__REQUIRED TASK__
Copy out every item below line for line, without changing anything. Leave the pictures out.

--- begin DATA IN THIS EXERCISE ---

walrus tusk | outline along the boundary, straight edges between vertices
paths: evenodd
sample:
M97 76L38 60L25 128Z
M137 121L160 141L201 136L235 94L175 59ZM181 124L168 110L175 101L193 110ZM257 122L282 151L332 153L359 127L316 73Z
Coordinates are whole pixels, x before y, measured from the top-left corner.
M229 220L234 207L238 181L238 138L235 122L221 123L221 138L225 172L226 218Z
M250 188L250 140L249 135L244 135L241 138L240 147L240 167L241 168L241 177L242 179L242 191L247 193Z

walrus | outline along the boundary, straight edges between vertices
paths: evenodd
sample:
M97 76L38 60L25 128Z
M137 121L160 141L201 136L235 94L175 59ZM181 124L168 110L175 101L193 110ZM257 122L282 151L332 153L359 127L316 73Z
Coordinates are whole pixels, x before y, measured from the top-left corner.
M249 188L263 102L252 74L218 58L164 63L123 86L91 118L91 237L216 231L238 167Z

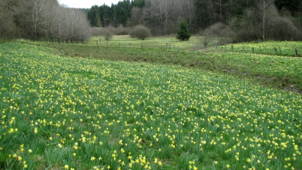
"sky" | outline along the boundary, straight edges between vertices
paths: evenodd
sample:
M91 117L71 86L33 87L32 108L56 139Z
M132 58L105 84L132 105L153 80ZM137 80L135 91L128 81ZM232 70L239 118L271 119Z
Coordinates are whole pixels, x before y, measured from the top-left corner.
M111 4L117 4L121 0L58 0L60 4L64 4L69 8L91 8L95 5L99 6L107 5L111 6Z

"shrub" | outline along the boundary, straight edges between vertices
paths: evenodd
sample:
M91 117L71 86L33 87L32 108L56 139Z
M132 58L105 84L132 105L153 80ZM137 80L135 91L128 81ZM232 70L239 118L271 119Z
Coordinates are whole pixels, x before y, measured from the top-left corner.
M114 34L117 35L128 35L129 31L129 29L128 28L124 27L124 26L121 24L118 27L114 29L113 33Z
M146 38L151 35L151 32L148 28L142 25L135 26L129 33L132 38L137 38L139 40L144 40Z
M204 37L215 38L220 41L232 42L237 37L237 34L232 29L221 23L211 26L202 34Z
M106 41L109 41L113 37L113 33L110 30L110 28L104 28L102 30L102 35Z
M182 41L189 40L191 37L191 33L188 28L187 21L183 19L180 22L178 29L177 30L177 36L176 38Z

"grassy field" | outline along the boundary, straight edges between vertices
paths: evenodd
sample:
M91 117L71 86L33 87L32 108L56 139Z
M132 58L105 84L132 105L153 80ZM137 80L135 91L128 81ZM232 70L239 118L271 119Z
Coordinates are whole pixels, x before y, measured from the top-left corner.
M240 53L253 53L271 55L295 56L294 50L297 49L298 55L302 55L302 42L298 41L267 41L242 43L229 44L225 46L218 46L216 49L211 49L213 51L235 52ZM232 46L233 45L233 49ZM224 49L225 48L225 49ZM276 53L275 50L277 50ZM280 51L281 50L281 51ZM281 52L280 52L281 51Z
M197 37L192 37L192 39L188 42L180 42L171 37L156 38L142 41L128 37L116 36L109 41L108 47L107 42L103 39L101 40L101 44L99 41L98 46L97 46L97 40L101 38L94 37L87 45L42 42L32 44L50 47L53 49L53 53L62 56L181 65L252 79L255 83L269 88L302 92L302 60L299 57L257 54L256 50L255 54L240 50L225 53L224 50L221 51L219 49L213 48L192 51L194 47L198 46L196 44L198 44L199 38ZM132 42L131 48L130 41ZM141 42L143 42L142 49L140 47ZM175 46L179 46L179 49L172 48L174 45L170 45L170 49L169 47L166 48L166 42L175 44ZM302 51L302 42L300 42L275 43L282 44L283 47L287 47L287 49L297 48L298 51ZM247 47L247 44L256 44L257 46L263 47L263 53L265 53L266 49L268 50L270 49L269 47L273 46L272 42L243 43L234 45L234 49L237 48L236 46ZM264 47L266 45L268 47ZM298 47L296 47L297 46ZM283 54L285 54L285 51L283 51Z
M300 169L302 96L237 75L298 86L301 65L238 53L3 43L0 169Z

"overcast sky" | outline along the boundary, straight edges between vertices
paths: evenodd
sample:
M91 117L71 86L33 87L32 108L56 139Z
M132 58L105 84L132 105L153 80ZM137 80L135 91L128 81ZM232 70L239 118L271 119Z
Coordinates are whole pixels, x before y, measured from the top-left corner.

--- end DATA IN THIS EXERCISE ---

__TASK ANSWER__
walrus tusk | outline along the boundary, straight edges between vertices
paths: evenodd
sample:
M97 76L38 60L25 128Z
M137 121L160 141L201 136L235 94L175 59ZM181 124L168 110L175 101L193 110ZM257 122L282 151L332 153L359 127L316 73Z
Coordinates are whole pixels, x before y, measured from the top-left corner.
M229 220L234 207L238 181L238 138L235 122L221 123L221 138L225 172L226 218Z
M250 188L250 140L249 135L244 135L241 138L240 147L240 167L241 168L241 177L242 179L242 191L247 193Z

walrus | outline along the boundary, straight edges between vertices
paths: evenodd
sample:
M97 76L38 60L25 128Z
M137 121L160 141L201 136L235 94L175 59ZM181 124L168 110L175 101L193 110ZM257 122L282 151L332 153L359 127L316 73Z
Coordinates are whole pixels, x before y, measured from the top-left corner.
M249 188L263 102L252 74L218 58L164 63L123 86L91 118L91 237L216 231L238 167Z

"sky" | outline along the boundary, straight edges between vertices
paths: evenodd
sample:
M91 117L71 86L33 87L32 108L56 139Z
M132 58L105 84L132 105L153 80ZM137 80L135 91L128 81ZM232 70L239 118L271 119Z
Coordinates are whole pixels, x before y, measured from the top-left corner.
M111 4L117 4L121 0L58 0L60 4L64 4L69 8L91 8L95 5L99 6L107 5L111 6Z

"shrub" | outline along the boundary, straight edges between vertices
paths: evenodd
sample:
M91 117L71 86L33 87L32 108L56 139Z
M132 58L105 84L132 105L153 80ZM137 80L135 91L128 81ZM232 70L239 118L271 119Z
Coordinates are whole pixels, x before y, measured from the top-left corner.
M114 34L117 35L128 35L129 31L129 29L128 28L124 27L124 26L121 24L118 27L114 29L113 33Z
M146 38L151 35L151 32L148 28L142 25L135 26L129 33L132 38L137 38L139 40L144 40Z
M204 37L215 38L220 41L232 42L237 37L237 34L232 29L221 23L211 26L202 34Z
M106 41L109 41L113 37L113 33L110 30L110 28L104 28L102 30L102 35Z
M182 41L189 40L191 37L191 33L188 28L187 21L183 19L180 22L178 29L177 30L177 36L176 38Z

"grassy field" | outline along the boundary, straight edges between vertices
paths: evenodd
sample:
M91 117L71 86L33 87L32 108L56 139Z
M132 58L105 84L132 105L153 80ZM137 80L135 91L128 81ZM232 70L239 118L271 119Z
Coordinates are whole pixels, x before y, measured from the top-left corner.
M240 53L253 53L271 55L295 56L294 50L297 49L298 55L302 55L302 42L298 41L267 41L242 43L229 44L225 46L218 46L216 49L211 49L213 51L235 52ZM232 46L233 45L233 49ZM224 49L225 48L225 49ZM276 53L275 50L277 50ZM280 51L281 50L281 51ZM281 52L280 52L281 51Z
M197 37L192 37L192 39L188 42L180 42L171 37L156 38L142 41L128 37L116 36L109 41L108 47L107 42L103 39L101 40L101 44L99 41L98 46L97 46L97 40L101 38L94 37L87 45L42 42L32 44L50 47L53 49L53 53L62 56L181 65L252 79L255 83L269 88L302 92L302 60L299 57L257 54L256 50L255 54L240 50L225 53L224 50L221 51L219 49L213 48L192 51L194 47L198 46L196 44L198 44L199 38ZM132 42L131 48L130 41ZM141 42L143 42L142 49L140 47ZM175 46L179 46L179 49L172 48L174 45L170 45L170 49L169 47L166 48L166 42L175 44ZM302 51L302 42L300 42L275 43L282 44L283 47L287 47L287 49L297 48L298 51ZM247 47L247 44L256 44L257 46L263 47L263 53L265 53L266 49L268 50L270 49L269 47L273 46L272 42L243 43L234 45L234 49L237 48L236 46ZM264 47L266 45L268 47ZM298 47L296 47L297 46ZM283 54L285 54L285 51L283 51Z
M300 169L302 96L237 75L298 86L301 65L238 53L3 43L0 169Z

"overcast sky" | outline along the boundary, straight edges between vertices
paths: evenodd
sample:
M91 117L71 86L33 87L32 108L56 139Z
M132 58L105 84L132 105L153 80ZM137 80L135 91L128 81ZM232 70L239 118L271 119Z
Coordinates are whole pixels, x before y, measured from the top-left corner.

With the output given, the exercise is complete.